The records follow. Filter them to the lines that hold "hooded".

Referring expression pointing data
──────────────────────────────

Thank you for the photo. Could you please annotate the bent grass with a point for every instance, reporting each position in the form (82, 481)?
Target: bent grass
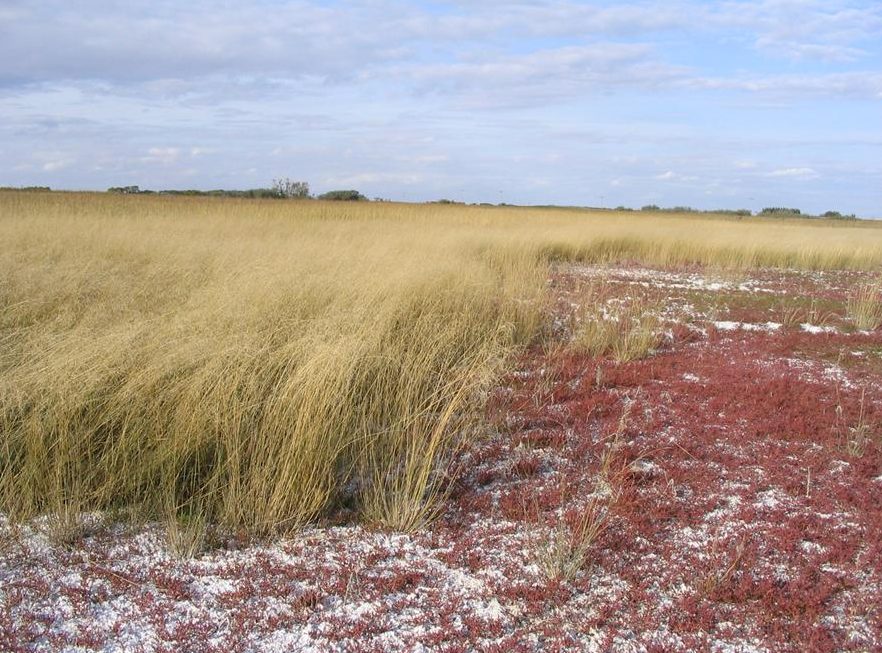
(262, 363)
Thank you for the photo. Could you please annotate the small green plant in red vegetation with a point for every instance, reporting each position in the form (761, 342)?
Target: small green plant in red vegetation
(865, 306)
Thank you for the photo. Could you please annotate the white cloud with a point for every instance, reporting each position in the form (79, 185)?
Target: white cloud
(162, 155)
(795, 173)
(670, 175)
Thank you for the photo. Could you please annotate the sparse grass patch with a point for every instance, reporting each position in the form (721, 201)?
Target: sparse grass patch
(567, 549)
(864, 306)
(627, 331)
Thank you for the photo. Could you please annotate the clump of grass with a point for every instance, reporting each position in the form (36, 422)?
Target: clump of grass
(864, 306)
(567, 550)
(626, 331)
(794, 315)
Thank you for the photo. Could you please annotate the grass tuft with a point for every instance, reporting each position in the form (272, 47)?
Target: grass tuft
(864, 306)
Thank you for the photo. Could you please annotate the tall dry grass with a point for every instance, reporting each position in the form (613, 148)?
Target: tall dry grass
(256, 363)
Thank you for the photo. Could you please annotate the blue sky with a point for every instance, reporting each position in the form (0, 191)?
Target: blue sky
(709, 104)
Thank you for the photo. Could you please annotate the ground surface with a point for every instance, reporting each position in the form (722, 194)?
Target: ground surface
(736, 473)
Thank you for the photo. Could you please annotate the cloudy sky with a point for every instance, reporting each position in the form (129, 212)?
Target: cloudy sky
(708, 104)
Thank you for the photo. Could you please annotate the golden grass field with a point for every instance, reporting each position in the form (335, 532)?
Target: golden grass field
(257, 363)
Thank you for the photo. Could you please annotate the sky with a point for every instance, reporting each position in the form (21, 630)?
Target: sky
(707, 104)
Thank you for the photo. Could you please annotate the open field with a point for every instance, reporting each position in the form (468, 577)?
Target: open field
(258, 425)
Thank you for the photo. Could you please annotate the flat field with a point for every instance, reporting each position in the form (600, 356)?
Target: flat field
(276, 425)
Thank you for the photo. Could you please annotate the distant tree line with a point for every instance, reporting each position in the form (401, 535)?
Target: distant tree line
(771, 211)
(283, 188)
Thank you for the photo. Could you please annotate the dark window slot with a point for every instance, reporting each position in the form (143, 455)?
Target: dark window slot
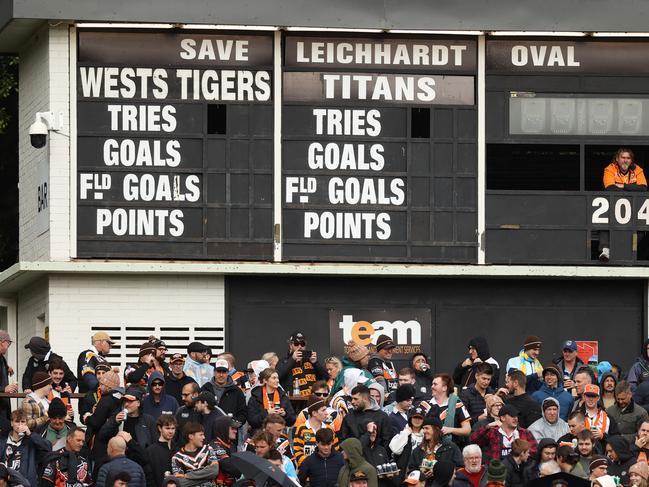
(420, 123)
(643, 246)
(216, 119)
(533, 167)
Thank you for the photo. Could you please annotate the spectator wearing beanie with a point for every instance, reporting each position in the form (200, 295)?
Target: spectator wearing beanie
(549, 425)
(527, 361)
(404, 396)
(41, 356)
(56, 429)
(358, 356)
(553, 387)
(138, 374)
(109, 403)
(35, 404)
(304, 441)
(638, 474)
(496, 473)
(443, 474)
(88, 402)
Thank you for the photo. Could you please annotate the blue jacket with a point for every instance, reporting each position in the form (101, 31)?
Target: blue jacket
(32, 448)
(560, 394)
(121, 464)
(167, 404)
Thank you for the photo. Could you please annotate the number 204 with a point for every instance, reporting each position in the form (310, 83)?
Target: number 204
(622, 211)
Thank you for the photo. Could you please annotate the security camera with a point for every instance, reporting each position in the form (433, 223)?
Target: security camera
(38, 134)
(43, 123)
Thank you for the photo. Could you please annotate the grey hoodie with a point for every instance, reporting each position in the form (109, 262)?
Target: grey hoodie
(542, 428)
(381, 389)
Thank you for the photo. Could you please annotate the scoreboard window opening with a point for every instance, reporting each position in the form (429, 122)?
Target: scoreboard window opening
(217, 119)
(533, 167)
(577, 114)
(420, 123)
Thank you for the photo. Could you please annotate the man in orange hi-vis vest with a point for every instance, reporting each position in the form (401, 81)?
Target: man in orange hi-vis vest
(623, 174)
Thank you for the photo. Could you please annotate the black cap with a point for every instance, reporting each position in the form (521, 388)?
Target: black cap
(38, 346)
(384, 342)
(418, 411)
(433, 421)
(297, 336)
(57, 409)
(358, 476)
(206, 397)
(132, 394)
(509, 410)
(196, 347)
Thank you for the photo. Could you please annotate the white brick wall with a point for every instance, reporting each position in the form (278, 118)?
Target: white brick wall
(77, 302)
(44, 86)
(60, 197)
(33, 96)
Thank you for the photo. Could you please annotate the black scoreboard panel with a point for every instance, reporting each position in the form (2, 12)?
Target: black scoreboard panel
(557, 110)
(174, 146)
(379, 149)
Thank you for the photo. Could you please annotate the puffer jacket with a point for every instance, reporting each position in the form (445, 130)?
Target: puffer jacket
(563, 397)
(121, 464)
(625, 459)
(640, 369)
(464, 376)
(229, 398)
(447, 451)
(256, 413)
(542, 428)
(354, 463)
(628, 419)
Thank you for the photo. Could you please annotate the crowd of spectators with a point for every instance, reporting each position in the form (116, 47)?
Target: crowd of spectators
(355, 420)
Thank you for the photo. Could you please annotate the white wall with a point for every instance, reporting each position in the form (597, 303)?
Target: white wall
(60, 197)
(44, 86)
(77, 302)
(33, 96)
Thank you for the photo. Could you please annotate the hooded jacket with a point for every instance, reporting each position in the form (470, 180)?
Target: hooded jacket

──────────────────────────────

[Exercise response]
Thank you for the photo. Could you please annotate the hooded jacket with a point for every instance, reporting each position in the form (470, 180)?
Target: hooded jacket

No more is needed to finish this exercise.